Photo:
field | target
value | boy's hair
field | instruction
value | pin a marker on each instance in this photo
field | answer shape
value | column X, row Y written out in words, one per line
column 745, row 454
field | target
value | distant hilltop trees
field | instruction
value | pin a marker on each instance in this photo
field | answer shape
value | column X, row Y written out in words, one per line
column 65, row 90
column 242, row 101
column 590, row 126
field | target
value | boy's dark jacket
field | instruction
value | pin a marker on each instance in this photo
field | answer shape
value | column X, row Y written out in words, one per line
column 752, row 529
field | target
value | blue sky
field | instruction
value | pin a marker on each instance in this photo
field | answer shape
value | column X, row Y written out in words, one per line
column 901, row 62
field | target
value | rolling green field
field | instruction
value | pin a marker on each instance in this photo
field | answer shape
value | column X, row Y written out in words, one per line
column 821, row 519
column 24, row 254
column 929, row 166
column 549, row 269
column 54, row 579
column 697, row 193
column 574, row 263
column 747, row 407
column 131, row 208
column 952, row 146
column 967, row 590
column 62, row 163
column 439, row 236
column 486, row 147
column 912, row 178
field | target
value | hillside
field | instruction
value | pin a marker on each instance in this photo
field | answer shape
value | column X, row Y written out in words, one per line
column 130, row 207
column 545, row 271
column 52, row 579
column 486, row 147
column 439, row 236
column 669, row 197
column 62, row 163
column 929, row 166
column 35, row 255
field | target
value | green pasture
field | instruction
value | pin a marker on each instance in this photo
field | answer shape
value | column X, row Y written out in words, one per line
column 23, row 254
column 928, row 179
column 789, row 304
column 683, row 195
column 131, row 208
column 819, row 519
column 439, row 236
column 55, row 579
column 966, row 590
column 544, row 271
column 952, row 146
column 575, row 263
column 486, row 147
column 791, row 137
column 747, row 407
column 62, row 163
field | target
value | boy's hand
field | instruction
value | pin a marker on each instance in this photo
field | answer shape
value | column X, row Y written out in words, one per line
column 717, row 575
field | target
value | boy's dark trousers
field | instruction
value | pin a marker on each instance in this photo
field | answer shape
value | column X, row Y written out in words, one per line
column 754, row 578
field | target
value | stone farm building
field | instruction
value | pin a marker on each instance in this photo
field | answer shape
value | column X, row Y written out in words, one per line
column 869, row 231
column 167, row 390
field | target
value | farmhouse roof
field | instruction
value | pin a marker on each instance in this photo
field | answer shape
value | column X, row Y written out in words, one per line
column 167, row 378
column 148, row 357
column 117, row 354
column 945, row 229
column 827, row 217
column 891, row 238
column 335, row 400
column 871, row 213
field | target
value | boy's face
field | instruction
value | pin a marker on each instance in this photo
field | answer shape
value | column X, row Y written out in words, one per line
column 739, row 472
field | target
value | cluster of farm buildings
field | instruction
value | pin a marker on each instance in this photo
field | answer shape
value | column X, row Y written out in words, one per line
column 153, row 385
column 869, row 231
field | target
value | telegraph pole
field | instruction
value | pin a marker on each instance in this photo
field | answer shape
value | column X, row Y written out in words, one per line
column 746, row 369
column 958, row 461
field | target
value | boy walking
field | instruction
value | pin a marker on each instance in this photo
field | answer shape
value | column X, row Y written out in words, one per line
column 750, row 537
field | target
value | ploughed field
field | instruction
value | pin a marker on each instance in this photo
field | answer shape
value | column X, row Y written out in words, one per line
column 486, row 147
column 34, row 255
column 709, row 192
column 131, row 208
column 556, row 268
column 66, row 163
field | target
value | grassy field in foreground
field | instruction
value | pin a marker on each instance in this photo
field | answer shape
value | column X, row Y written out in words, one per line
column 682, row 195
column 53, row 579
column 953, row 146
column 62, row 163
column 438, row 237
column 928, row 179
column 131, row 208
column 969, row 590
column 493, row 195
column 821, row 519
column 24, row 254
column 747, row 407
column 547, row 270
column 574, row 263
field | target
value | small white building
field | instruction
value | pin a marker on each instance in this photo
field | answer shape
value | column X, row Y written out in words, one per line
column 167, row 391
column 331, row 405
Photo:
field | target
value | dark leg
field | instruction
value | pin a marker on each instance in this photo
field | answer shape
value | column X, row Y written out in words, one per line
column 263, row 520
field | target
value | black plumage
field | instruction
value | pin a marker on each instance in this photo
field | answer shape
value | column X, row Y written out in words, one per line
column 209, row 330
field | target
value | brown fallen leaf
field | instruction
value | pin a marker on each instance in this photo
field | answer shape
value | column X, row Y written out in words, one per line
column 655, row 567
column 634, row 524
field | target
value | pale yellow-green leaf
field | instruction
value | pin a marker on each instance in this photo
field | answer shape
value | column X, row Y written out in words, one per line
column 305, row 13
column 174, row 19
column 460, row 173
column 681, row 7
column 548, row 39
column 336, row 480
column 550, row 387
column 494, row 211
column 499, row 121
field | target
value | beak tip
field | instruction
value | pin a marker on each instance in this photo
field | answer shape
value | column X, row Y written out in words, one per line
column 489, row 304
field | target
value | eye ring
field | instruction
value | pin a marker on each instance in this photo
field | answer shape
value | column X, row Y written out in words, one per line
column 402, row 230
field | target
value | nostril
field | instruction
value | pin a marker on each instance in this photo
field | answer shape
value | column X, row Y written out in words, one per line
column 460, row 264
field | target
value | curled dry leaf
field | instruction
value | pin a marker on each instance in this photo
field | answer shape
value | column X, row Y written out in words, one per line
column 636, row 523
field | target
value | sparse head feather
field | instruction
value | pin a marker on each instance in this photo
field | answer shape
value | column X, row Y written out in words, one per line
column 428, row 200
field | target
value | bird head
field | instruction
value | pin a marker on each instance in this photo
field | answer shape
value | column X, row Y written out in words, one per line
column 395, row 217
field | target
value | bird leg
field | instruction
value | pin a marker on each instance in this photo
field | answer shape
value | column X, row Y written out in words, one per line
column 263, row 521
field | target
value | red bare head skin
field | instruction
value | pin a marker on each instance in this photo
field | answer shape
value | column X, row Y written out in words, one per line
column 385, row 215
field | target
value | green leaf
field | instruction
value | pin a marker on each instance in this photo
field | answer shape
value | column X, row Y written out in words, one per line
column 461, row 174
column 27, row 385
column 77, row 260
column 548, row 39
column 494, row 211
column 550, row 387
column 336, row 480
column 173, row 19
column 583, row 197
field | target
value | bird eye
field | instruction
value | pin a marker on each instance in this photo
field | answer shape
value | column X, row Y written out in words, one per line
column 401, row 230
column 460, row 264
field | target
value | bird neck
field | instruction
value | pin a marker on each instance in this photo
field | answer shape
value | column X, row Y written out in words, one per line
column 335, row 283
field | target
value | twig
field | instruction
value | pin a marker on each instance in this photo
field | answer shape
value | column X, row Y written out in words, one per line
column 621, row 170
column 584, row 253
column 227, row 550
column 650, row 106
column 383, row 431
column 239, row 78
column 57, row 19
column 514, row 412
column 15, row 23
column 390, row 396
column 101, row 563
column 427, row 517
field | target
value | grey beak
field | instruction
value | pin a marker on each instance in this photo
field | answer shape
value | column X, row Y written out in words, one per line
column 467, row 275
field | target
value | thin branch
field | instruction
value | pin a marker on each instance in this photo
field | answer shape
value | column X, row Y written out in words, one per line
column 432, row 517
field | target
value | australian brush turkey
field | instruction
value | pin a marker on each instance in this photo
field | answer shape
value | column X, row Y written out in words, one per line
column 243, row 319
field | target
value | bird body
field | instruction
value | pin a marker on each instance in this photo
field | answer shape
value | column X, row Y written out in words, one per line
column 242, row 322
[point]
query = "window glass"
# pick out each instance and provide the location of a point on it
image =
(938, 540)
▬▬▬▬▬▬
_TASK GOAL_.
Nothing should be left out: return all of the records exactly.

_RESULT_.
Photo:
field | target
value | boy's hair
field | instruction
value | pin a marker on each instance in this photo
field | answer shape
value | column X, row Y written out in words, one per line
column 745, row 454
field | target
value | distant hilltop trees
field | instruction
value | pin a marker on each instance in this photo
field | answer shape
value | column X, row Y written out in words, one per line
column 65, row 90
column 242, row 101
column 590, row 126
field | target
value | boy's dark jacket
field | instruction
value | pin a marker on each instance in this photo
field | answer shape
value | column X, row Y written out in words, one per line
column 752, row 529
field | target
value | blue sky
field | instruction
value | pin a marker on each instance in this photo
field | answer shape
value | column X, row Y written out in words, one per line
column 901, row 62
field | target
value | rolling green field
field | instruction
value | pin a marker on each instance in this photo
field | answer shape
value | column X, row Y written out in words, one per line
column 821, row 519
column 24, row 254
column 929, row 166
column 549, row 269
column 54, row 579
column 697, row 193
column 574, row 263
column 747, row 407
column 131, row 208
column 952, row 146
column 967, row 590
column 62, row 163
column 439, row 236
column 486, row 147
column 912, row 178
field | target
value | hillside
field | instruction
value | pin a marker on each instance in this photo
field | answer shape
value | column X, row Y written out in words, one per line
column 130, row 207
column 545, row 271
column 52, row 579
column 486, row 147
column 439, row 236
column 669, row 197
column 62, row 163
column 929, row 166
column 35, row 255
field | target
value | green pasture
field | instruction
value | pin a marker on each instance in this photo
field | answer shape
value | column X, row Y written out in words, one per line
column 23, row 254
column 928, row 179
column 789, row 304
column 683, row 195
column 131, row 208
column 819, row 519
column 439, row 236
column 55, row 579
column 966, row 590
column 544, row 271
column 952, row 146
column 575, row 263
column 486, row 147
column 791, row 137
column 747, row 407
column 62, row 163
field | target
value | boy's hand
field | instruction
value | pin a marker on each instance in this photo
field | answer shape
value | column X, row Y written out in words, one per line
column 717, row 575
field | target
value | boy's dark trousers
field | instruction
value | pin a marker on each instance in this photo
field | answer shape
value | column X, row Y written out in words, one per line
column 754, row 578
field | target
value | stone farm building
field | instruction
value | pin a marker on each instance in this photo
field | answer shape
value | column X, row Y written out in words, one per line
column 869, row 231
column 167, row 390
field | target
value | farmhouse roof
field | instruction
value | pin a marker on each instance in this photo
field | answer shape
value | column X, row Y written out in words, one per line
column 167, row 378
column 148, row 357
column 117, row 354
column 945, row 229
column 827, row 217
column 891, row 238
column 335, row 400
column 871, row 213
field | target
value | boy's face
field | instruction
value | pin a marker on each instance in this photo
field | answer shape
value | column X, row Y written out in words, one per line
column 739, row 472
field | target
value | cluster of farm buildings
field | instruction
value | pin a marker on each instance in this photo
field | answer shape
value | column X, row Y written out in words, one per line
column 153, row 385
column 869, row 231
field | target
value | telegraph pole
field | instruction
value | pin a marker on each instance in this photo
field | answer shape
value | column X, row Y written out in words, one per line
column 746, row 369
column 958, row 461
field | target
value | boy walking
field | instruction
value | pin a marker on each instance in this photo
field | answer shape
value | column X, row Y written out in words, one per line
column 750, row 537
field | target
value | ploughed field
field | instruction
value | pin a marker on each instance in this photo
field | answer shape
value | column X, row Y written out in words, one per line
column 486, row 147
column 34, row 255
column 709, row 192
column 131, row 208
column 556, row 268
column 66, row 163
field | target
value | grassy field in foreground
field | instruction
value | pin a marker on each instance in this photo
field | answer shape
value | column X, row Y written out in words, one per line
column 682, row 195
column 53, row 579
column 953, row 146
column 62, row 163
column 438, row 237
column 928, row 179
column 131, row 208
column 969, row 590
column 493, row 195
column 821, row 519
column 24, row 254
column 747, row 407
column 547, row 270
column 574, row 263
field | target
value | small white building
field | instruction
value | pin a marker on each instance in this photo
field | answer shape
value | column X, row Y written out in words, one per line
column 167, row 391
column 331, row 405
Photo:
field | target
value | dark leg
field | instruction
value | pin a marker on each instance in this photo
field | answer shape
value | column X, row Y written out in words, one per line
column 263, row 520
field | target
value | black plumage
field | instruction
value | pin a marker on each instance in this photo
field | answer shape
value | column X, row Y written out in words, one per line
column 209, row 330
field | target
value | brown fallen leaf
field | instruction
value | pin a marker on each instance in this photo
field | answer shape
value | column X, row Y written out in words, one per line
column 655, row 567
column 634, row 524
field | target
value | pale yellow-green leaf
field | instruction
value | pin a marker on each instance in this photo
field | answer shape
value | column X, row Y written out in words, one per line
column 305, row 13
column 174, row 19
column 460, row 173
column 681, row 7
column 548, row 39
column 336, row 480
column 550, row 387
column 494, row 211
column 499, row 121
field | target
value | beak tip
field | instruction
value | pin a marker on each instance in this photo
field | answer shape
value | column X, row Y written out in words, one per line
column 489, row 304
field | target
value | eye ring
field | instruction
value | pin a marker on each instance in this photo
field | answer shape
value | column X, row Y written out in words, one per line
column 402, row 230
field | target
value | nostril
field | instruction
value | pin a marker on each instance in this photo
field | answer shape
value | column X, row Y written out in words, one per line
column 460, row 264
field | target
value | curled dry leaf
field | instruction
value | pin a marker on each instance in this photo
field | answer shape
value | column X, row Y written out in words, one per line
column 636, row 523
field | target
value | sparse head feather
field | instruction
value | pin a marker on each instance in this photo
field | answer shape
value | column X, row Y written out in words, one per line
column 428, row 200
field | target
value | bird head
field | instruction
value | pin a marker on each instance in this photo
field | answer shape
value | column X, row Y written out in words, one per line
column 395, row 217
field | target
value | bird leg
field | instruction
value | pin a marker on each instance in this photo
field | answer shape
value | column X, row Y written out in words, one per line
column 263, row 521
field | target
value | red bare head skin
field | instruction
value | pin a marker on each instance in this photo
field | answer shape
value | column X, row Y written out in words, one per line
column 385, row 215
field | target
value | green leaf
field | instruction
value | pin a marker on each instance in this photo
field | answer shape
value | column X, row Y written out in words, one per line
column 461, row 174
column 27, row 385
column 77, row 260
column 548, row 39
column 494, row 211
column 550, row 387
column 336, row 480
column 173, row 19
column 583, row 197
field | target
value | bird eye
field | instruction
value | pin a marker on each instance in this photo
field | answer shape
value | column X, row Y written out in words, one per line
column 401, row 230
column 460, row 264
field | target
value | bird neck
field | instruction
value | pin a marker on each instance in this photo
field | answer shape
value | column X, row Y written out in words, one per line
column 335, row 283
field | target
value | twig
field | instruction
value | pin a marker on each instance in this photo
field | answer shape
value | column X, row Y written out in words, one per line
column 621, row 170
column 584, row 253
column 227, row 550
column 650, row 106
column 383, row 431
column 239, row 78
column 57, row 19
column 514, row 412
column 15, row 23
column 390, row 396
column 101, row 563
column 427, row 517
field | target
value | grey beak
field | instruction
value | pin a marker on each instance in this photo
field | answer shape
value | column X, row Y written out in words, one per line
column 467, row 275
field | target
value | thin branch
field | instruction
value | pin a marker on each instance in this photo
field | answer shape
value | column X, row Y written out in words, one per line
column 432, row 517
field | target
value | australian brush turkey
field | instruction
value | pin a marker on each instance in this photo
field | answer shape
value | column X, row Y written out in words, one per line
column 243, row 319
field | target
value | bird body
field | instruction
value | pin a marker on each instance in this photo
field | answer shape
value | column X, row Y written out in words, one per line
column 242, row 322
[point]
query = "window glass"
# pick out each instance and provide the location of a point on it
image =
(938, 540)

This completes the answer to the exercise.